How to complete this task → Could you please find each line in the records that contains the word "exact" and copy it?
(Record extracts begins)
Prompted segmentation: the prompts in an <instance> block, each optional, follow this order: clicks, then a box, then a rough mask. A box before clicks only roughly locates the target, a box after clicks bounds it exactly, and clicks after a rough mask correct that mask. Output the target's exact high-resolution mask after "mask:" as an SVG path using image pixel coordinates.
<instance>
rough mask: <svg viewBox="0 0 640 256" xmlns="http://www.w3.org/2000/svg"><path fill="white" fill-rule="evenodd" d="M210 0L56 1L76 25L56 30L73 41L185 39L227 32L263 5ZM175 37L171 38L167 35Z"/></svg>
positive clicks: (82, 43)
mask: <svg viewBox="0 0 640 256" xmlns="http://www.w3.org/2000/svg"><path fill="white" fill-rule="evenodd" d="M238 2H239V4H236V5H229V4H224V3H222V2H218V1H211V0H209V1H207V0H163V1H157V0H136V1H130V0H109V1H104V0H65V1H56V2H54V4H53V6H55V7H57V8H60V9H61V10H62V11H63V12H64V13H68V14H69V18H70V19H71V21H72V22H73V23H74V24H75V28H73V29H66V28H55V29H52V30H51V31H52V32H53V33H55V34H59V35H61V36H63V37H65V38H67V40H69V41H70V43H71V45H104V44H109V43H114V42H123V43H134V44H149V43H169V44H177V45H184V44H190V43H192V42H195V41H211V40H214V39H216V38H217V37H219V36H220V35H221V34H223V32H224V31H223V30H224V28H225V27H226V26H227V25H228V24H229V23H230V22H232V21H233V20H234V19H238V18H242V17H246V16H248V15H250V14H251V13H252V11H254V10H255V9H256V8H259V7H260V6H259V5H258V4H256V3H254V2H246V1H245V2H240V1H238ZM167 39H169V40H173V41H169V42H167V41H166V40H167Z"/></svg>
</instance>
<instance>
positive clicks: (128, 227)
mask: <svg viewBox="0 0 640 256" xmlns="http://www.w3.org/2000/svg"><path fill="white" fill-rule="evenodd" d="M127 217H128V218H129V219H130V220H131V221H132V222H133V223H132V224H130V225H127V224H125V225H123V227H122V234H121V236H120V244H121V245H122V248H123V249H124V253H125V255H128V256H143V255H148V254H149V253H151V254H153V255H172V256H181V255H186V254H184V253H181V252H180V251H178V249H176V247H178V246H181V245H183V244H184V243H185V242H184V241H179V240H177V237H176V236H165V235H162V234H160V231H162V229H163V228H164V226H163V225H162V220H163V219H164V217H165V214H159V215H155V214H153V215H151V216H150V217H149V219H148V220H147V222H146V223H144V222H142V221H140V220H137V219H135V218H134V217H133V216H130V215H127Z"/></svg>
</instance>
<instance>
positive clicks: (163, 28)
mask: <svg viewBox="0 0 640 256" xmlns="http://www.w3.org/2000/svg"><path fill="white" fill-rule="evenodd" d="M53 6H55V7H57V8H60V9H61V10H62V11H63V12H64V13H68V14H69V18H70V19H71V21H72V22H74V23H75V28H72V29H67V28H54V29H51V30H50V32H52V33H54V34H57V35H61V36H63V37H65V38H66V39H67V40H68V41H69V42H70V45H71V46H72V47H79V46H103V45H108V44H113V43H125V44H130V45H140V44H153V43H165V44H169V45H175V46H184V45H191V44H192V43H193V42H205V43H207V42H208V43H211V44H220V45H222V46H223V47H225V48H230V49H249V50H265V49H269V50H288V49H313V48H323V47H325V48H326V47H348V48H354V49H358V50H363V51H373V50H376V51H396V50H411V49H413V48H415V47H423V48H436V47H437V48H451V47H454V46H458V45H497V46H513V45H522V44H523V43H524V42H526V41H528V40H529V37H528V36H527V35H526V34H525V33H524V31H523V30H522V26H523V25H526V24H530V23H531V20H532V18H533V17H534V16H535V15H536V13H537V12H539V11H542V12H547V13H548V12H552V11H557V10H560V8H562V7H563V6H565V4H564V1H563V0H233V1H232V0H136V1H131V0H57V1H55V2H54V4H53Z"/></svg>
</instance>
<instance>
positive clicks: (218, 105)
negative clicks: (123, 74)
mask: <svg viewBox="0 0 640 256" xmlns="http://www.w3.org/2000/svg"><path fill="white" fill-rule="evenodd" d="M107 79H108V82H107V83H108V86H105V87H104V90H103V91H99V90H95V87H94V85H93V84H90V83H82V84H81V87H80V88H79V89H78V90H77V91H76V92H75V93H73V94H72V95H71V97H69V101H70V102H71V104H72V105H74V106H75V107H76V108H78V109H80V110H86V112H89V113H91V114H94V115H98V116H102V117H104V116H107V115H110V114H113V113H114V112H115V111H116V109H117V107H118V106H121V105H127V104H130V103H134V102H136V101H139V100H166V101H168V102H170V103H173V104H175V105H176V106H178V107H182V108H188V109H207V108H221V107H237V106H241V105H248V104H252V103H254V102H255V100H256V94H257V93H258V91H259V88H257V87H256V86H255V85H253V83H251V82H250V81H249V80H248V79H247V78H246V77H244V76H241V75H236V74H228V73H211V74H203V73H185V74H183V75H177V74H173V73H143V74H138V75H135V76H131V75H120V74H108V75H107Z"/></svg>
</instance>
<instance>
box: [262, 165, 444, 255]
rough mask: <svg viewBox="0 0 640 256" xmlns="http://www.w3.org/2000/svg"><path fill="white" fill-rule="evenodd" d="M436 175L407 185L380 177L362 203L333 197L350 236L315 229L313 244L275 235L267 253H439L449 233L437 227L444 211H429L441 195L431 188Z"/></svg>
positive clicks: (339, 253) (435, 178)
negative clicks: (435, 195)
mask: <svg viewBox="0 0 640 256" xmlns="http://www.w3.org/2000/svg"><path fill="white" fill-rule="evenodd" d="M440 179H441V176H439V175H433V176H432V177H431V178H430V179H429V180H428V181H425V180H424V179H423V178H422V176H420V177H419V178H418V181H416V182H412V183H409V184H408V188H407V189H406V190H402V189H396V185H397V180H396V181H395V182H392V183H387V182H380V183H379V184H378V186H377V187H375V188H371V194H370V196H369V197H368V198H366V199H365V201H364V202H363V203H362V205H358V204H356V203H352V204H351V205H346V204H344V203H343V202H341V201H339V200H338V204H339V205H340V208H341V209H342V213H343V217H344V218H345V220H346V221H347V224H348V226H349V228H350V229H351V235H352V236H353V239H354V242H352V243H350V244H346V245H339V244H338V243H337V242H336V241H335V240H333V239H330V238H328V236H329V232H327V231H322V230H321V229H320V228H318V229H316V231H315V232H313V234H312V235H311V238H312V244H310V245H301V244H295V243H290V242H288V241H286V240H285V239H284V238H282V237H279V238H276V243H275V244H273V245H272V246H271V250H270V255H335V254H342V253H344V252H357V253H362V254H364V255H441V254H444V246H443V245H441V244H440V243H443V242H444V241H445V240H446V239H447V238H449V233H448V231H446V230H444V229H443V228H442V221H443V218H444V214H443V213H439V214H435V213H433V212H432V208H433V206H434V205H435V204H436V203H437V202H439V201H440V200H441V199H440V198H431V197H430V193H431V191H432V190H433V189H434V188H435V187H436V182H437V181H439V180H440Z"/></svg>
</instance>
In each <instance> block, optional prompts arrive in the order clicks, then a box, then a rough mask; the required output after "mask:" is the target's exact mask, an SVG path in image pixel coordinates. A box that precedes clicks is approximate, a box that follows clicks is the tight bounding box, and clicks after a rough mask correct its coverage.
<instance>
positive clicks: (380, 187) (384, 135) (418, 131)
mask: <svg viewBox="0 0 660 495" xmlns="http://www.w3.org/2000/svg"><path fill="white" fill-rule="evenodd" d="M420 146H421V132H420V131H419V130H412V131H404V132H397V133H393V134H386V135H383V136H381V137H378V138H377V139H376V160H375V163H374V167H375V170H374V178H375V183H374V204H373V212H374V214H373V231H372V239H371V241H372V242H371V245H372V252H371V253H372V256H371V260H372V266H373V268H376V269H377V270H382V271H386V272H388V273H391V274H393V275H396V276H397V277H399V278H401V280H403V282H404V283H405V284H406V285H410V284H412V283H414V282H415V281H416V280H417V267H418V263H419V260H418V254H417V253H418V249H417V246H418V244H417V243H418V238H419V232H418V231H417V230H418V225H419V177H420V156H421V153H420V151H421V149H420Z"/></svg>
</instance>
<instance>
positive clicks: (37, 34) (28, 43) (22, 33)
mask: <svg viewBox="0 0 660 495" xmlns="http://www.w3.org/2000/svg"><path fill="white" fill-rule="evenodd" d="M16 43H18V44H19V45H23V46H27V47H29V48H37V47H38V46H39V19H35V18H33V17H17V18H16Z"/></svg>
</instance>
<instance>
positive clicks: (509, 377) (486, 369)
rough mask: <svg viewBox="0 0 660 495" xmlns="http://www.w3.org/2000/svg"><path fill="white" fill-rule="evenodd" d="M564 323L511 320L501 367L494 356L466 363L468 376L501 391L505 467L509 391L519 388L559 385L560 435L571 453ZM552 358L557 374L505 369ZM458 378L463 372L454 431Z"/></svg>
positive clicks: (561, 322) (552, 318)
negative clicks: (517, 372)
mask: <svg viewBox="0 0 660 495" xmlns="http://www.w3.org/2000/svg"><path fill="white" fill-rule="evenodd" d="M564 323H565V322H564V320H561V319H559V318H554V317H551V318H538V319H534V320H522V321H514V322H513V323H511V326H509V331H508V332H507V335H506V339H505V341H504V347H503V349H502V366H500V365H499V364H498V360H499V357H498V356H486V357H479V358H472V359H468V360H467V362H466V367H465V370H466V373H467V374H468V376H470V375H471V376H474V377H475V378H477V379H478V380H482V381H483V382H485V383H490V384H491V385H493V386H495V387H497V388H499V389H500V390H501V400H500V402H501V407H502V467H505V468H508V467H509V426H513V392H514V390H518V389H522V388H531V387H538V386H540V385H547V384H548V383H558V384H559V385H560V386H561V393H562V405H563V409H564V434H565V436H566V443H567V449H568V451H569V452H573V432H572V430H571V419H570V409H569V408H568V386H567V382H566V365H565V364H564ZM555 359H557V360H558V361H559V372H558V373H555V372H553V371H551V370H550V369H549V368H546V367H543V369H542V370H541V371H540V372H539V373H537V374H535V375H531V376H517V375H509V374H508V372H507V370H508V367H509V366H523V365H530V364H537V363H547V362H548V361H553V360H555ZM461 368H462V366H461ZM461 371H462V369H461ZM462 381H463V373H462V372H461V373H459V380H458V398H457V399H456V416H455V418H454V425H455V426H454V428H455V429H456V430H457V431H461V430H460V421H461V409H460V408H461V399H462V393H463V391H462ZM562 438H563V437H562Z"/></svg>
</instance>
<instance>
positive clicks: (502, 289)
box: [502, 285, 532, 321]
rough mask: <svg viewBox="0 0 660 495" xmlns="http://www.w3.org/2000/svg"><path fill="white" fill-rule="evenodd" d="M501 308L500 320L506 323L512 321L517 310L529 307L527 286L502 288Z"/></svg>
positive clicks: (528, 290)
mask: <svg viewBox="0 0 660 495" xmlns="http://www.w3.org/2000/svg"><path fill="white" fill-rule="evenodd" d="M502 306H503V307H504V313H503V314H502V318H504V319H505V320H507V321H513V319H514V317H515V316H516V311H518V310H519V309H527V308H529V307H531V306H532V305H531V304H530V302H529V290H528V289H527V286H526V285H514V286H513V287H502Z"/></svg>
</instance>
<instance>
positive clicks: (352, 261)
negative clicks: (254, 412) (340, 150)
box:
(Record extracts ends)
Solution for this problem →
Prompted segmentation: the prompts in an <instance> block, each optional, follow this order: clicks, then a box, then a rough mask. A box before clicks only roughly locates the target, a box after clicks bounds it exactly, and clicks after a rough mask correct that mask. Output the target's exact high-resolution mask after "mask:" as an SVG path using image pixel coordinates.
In each <instance> block, optional prompts arrive in the order clicks, then a box, then a rough mask; the required output after "mask:" is the target's exact mask, an SVG path in image pixel coordinates. A box that precedes clicks is approximate, a box that follows clicks is the tight bounding box, and clicks after a rough mask correct its coverage.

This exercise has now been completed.